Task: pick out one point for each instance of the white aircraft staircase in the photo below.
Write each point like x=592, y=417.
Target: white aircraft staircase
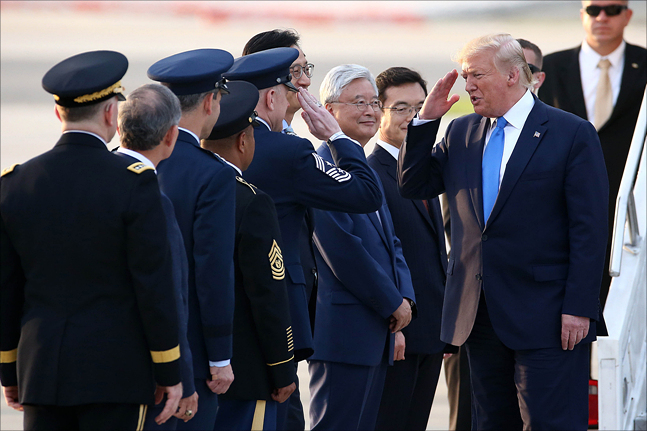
x=622, y=363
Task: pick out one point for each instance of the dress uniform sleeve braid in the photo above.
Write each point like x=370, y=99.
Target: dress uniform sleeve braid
x=261, y=264
x=149, y=261
x=12, y=283
x=213, y=253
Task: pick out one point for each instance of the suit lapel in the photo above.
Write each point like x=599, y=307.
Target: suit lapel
x=531, y=135
x=473, y=167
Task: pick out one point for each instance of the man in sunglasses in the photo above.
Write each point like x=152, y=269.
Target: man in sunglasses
x=602, y=80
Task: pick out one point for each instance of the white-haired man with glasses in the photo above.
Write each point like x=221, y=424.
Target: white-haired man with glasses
x=365, y=293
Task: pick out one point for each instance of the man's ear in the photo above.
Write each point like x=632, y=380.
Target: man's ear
x=207, y=103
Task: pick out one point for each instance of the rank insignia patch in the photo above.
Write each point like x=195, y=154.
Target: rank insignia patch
x=276, y=262
x=331, y=170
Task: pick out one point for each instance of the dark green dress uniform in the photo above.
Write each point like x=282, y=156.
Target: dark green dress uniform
x=88, y=316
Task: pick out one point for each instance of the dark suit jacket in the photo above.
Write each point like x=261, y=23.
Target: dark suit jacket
x=202, y=188
x=287, y=168
x=541, y=253
x=263, y=347
x=563, y=89
x=363, y=278
x=180, y=267
x=423, y=247
x=86, y=293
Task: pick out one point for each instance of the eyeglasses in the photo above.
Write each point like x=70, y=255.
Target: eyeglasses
x=361, y=106
x=297, y=70
x=533, y=69
x=403, y=110
x=610, y=10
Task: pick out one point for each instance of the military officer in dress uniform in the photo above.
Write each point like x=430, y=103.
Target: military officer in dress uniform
x=201, y=187
x=263, y=359
x=147, y=131
x=88, y=314
x=287, y=168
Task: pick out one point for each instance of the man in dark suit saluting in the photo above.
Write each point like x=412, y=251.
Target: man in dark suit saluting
x=411, y=382
x=527, y=193
x=603, y=80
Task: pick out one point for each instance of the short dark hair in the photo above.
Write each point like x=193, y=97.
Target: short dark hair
x=525, y=44
x=271, y=39
x=396, y=76
x=81, y=113
x=146, y=116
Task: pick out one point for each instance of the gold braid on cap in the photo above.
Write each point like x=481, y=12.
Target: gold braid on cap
x=114, y=88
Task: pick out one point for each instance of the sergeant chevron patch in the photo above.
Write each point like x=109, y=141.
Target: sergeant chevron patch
x=276, y=262
x=331, y=170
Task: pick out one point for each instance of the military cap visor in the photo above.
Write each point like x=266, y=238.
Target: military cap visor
x=87, y=78
x=265, y=69
x=236, y=110
x=193, y=72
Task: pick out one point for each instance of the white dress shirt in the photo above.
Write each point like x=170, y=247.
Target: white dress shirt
x=590, y=74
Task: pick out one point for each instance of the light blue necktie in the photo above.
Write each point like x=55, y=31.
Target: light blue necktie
x=491, y=166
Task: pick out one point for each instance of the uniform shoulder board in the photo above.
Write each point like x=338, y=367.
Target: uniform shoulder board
x=9, y=170
x=242, y=181
x=139, y=167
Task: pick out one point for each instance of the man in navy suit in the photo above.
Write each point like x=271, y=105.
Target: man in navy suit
x=287, y=168
x=365, y=293
x=147, y=131
x=527, y=192
x=411, y=382
x=202, y=188
x=572, y=78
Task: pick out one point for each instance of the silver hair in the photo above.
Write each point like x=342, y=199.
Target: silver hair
x=506, y=51
x=147, y=115
x=340, y=77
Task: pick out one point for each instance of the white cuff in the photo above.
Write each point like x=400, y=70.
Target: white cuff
x=220, y=364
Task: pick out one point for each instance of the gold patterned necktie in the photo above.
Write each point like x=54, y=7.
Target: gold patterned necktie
x=604, y=96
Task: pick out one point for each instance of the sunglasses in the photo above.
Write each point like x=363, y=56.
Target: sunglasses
x=610, y=10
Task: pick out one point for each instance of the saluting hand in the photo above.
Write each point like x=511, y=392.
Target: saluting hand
x=221, y=379
x=436, y=104
x=321, y=123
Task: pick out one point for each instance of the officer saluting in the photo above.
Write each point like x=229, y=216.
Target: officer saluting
x=263, y=359
x=88, y=321
x=202, y=188
x=287, y=168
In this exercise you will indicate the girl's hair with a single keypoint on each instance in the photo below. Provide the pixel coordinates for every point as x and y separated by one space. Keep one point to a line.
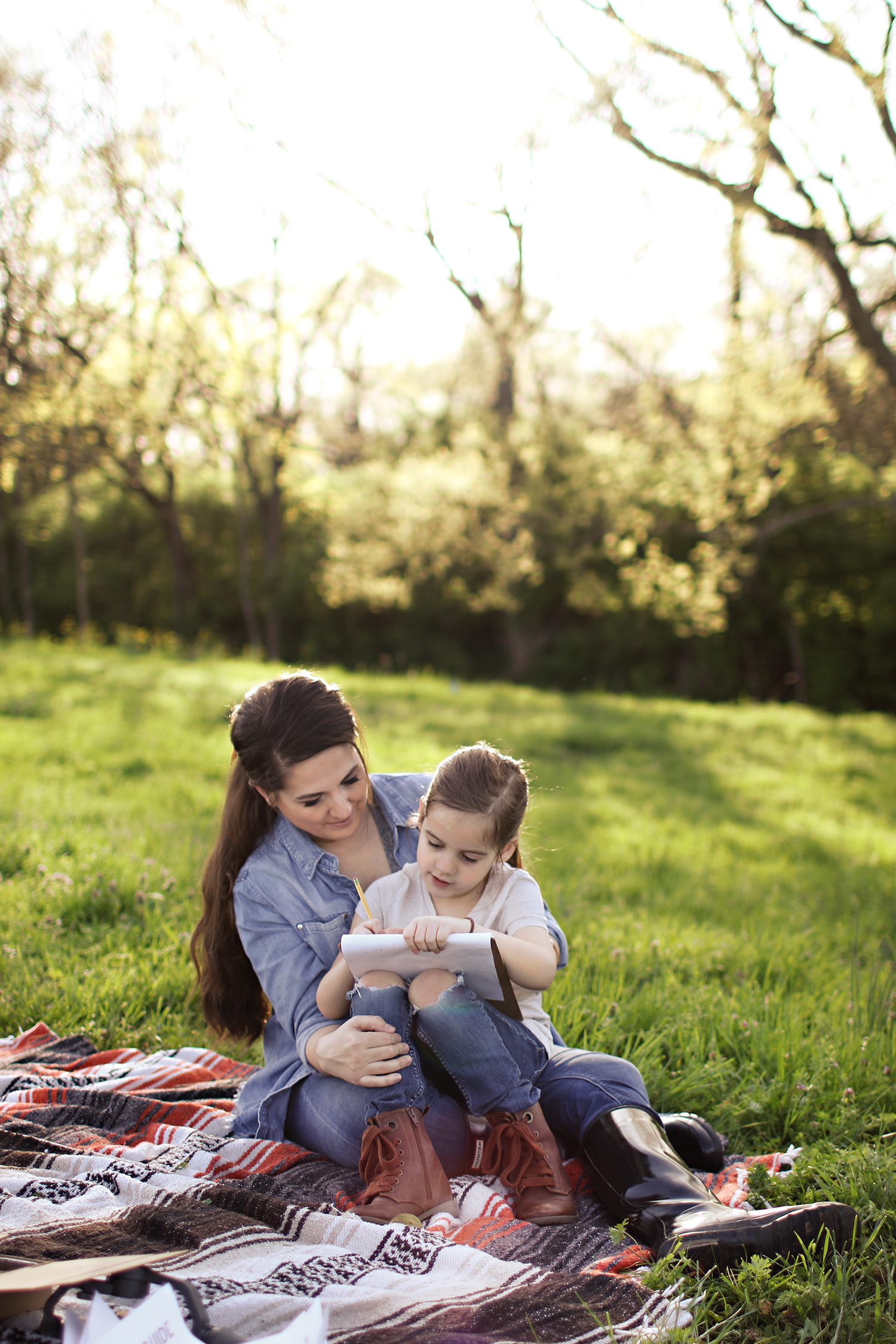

§ §

GIVEN INSTRUCTION: Pick out every line in the items above that contains the string "chevron", with case counting.

ANSWER TO THIS EXERCISE:
Task: pick out one point for each instance of the sergeant chevron patch in the photo above.
Target: sergeant chevron patch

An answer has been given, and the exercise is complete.